> _TASKS TO COMPLETE_
**1.** Translate into French this sentence from the passage about Marshall's final years: "She died of cancer the next year, on 29 July 1905, at The Towers, Pinner."
**2.** Retype the part of the passage about Marshall's final years between "In 1904, Marshall" and "Marshall's in 1920.", inclusive.

> _EXCERPTED TEXT_
Content starts
In 1904, Marshall fell from a horse and suffered injuries from which she never properly recovered. She died of cancer the next year, on 29 July 1905, at The Towers, Pinner. The Towers was a large estate purchased and refurbished by Marshall in 1891. Marshall was cremated at the Golders Green Crematorium and her ashes were interred at the Paines Lane Cemetery in Pinner. Alfred remarried within a year of her death to Gertrude Walsh, a former secretary that Marshall had previously fired. The two had likely been engaged in an affair before Marshall's death. Their son Alfred died in 1907 and his ashes were interred next to Marshall's. The elder Alfred died in 1917 in Nice during World War I; his ashes were at his request also interred next to Marshall's in 1920.
Content ends
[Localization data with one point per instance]
Content starts
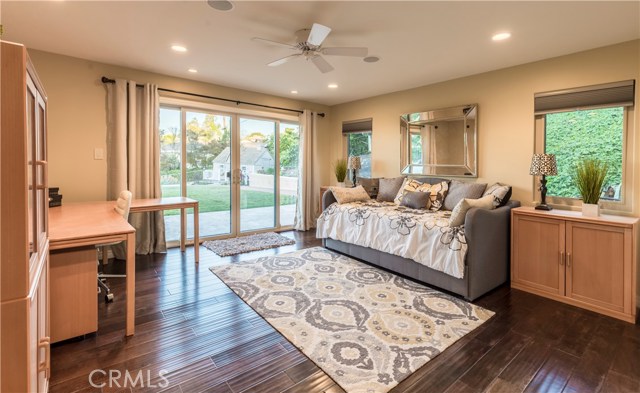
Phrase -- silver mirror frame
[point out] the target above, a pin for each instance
(468, 167)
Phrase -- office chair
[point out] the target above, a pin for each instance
(123, 204)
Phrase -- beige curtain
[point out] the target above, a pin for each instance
(307, 206)
(133, 157)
Content ends
> _EXERCISE ANSWERS_
**1.** Elle mourut d'un cancer l'année suivante, le 29 juillet 1905, à The Towers, à Pinner.

**2.**
In 1904, Marshall fell from a horse and suffered injuries from which she never properly recovered. She died of cancer the next year, on 29 July 1905, at The Towers, Pinner. The Towers was a large estate purchased and refurbished by Marshall in 1891. Marshall was cremated at the Golders Green Crematorium and her ashes were interred at the Paines Lane Cemetery in Pinner. Alfred remarried within a year of her death to Gertrude Walsh, a former secretary that Marshall had previously fired. The two had likely been engaged in an affair before Marshall's death. Their son Alfred died in 1907 and his ashes were interred next to Marshall's. The elder Alfred died in 1917 in Nice during World War I; his ashes were at his request also interred next to Marshall's in 1920.